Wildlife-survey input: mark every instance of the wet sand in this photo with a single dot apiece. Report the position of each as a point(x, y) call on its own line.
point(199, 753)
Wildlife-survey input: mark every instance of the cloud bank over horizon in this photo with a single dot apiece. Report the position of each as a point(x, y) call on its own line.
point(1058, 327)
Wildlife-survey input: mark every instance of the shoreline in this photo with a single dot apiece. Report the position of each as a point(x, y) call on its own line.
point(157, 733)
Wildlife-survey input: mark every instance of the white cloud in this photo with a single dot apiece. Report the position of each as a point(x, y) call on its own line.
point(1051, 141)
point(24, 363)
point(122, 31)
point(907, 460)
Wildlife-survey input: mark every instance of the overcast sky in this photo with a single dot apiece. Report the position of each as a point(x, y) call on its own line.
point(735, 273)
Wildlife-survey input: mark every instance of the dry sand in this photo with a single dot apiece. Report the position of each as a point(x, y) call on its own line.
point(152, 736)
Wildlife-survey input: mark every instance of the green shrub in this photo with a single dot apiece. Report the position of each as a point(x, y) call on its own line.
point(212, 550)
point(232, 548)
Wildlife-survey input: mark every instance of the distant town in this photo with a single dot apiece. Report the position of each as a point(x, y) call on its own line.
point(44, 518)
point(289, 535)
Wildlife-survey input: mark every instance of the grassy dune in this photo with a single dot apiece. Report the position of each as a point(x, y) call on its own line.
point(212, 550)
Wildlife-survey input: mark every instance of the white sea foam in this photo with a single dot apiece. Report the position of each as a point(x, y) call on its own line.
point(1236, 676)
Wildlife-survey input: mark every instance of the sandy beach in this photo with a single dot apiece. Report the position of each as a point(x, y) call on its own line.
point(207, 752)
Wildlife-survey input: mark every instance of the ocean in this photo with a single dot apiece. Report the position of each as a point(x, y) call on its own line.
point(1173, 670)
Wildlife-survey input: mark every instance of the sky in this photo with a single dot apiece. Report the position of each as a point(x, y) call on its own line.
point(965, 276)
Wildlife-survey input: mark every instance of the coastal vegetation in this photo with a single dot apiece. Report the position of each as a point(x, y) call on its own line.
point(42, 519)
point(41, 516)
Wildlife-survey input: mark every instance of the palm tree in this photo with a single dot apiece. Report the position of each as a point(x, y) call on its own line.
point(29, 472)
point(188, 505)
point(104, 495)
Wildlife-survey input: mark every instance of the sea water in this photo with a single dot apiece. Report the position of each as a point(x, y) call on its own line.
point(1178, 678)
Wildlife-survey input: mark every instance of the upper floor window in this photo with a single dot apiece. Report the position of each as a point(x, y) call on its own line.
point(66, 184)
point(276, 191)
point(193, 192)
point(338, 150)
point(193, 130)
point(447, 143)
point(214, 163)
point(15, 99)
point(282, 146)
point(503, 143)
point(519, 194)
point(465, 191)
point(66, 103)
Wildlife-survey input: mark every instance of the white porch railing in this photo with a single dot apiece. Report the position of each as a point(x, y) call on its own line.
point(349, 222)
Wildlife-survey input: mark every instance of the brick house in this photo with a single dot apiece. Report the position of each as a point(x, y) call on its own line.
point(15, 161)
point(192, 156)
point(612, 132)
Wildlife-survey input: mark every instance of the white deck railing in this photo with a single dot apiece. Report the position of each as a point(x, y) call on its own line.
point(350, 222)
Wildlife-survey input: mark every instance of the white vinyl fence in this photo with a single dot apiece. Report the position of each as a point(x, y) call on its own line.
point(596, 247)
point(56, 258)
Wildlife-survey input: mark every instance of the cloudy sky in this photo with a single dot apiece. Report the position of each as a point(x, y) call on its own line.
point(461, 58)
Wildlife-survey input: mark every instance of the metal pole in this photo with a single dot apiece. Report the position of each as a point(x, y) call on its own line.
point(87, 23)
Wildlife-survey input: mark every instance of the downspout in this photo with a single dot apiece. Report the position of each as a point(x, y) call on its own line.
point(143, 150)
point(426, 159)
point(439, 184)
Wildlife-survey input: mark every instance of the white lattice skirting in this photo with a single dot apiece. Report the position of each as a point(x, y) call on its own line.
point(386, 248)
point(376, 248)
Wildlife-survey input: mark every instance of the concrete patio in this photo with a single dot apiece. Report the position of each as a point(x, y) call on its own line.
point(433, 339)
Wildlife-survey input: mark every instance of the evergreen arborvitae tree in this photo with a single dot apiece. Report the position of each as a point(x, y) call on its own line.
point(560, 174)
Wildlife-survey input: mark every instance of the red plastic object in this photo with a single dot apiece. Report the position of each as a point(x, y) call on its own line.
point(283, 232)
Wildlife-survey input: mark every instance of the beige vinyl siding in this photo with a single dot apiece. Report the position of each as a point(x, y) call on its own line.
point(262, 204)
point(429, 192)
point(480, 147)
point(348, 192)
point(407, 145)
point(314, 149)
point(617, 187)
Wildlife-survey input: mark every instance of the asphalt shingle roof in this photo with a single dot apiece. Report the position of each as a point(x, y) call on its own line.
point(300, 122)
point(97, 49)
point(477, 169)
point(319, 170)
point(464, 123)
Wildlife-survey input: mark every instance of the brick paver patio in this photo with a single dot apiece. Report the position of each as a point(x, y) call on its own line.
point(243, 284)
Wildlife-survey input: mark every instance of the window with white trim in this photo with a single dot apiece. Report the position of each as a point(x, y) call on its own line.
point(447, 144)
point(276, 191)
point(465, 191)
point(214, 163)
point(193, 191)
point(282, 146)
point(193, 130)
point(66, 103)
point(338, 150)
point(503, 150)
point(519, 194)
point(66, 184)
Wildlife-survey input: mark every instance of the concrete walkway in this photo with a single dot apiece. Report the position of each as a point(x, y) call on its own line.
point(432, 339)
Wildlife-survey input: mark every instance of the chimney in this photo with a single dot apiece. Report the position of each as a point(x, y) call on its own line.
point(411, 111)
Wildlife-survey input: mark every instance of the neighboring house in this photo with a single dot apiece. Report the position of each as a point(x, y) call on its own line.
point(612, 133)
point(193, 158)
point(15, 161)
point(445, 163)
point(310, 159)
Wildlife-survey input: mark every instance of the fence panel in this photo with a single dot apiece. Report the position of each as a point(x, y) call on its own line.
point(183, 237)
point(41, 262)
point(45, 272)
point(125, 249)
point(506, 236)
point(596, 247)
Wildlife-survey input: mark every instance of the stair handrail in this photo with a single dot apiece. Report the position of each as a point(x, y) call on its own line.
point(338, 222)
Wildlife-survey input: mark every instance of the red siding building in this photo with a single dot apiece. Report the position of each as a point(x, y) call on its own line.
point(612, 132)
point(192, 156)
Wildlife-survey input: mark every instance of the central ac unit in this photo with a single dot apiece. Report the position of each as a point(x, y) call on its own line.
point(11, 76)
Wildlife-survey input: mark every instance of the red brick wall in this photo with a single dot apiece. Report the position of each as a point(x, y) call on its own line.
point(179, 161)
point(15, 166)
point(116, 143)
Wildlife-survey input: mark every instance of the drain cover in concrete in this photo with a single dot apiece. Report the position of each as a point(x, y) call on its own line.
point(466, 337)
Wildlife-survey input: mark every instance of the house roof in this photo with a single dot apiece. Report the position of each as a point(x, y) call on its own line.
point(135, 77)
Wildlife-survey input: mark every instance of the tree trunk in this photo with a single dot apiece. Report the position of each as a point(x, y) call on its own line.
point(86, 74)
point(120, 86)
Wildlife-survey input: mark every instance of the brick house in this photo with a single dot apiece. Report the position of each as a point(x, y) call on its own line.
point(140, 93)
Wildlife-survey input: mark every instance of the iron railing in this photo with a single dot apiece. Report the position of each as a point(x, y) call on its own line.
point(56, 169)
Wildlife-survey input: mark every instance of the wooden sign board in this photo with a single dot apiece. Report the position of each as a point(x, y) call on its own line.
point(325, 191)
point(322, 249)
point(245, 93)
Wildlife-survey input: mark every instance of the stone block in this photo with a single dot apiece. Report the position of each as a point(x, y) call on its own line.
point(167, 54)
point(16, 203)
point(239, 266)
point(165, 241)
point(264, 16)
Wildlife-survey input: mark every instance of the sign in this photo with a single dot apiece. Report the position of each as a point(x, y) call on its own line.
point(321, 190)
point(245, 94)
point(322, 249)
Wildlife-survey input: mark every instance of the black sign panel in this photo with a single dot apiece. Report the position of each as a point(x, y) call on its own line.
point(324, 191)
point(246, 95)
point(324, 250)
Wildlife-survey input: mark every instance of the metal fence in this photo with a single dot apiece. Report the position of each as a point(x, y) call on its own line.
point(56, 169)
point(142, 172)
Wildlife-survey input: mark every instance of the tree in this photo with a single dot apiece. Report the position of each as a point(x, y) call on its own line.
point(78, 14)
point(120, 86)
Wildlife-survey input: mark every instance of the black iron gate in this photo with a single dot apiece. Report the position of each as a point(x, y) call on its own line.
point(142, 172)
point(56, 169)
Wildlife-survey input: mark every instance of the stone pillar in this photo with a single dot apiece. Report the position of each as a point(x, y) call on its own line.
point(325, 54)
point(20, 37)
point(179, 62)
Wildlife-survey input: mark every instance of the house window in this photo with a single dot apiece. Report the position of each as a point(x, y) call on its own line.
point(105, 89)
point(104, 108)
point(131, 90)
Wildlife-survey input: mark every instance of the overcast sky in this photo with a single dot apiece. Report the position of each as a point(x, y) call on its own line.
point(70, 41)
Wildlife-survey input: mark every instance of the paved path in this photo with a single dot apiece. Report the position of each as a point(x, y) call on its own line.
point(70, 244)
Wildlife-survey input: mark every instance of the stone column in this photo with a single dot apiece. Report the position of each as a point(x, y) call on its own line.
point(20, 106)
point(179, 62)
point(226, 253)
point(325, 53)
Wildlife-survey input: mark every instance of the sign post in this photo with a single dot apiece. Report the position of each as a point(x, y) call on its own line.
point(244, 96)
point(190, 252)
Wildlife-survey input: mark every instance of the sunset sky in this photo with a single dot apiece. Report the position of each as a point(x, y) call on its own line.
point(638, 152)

—————

[What you will do] Copy the rows verbatim, starting with the line containing "Wildlife-survey input: mark every instance of the house roof" and continuing through the line containing "point(135, 77)".

[Result for this exercise]
Wildlife-survey input: mark every instance of the house roof in this photo with a single dot apiece. Report the position of each as a point(x, y) call on its own line.
point(135, 77)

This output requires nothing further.